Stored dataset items
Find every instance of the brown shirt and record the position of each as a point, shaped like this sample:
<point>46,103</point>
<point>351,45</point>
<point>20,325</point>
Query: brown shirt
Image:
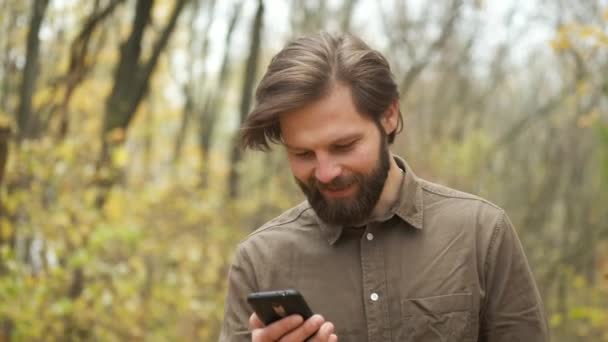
<point>447,266</point>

• _Requirement_:
Although the records contain pictures, only their text should be repeated, exactly as it appears.

• _Answer to this problem_:
Find every instance of the brown shirt and record the position of each as a point, shaped like this sample:
<point>46,103</point>
<point>351,45</point>
<point>20,325</point>
Query: brown shirt
Image:
<point>447,266</point>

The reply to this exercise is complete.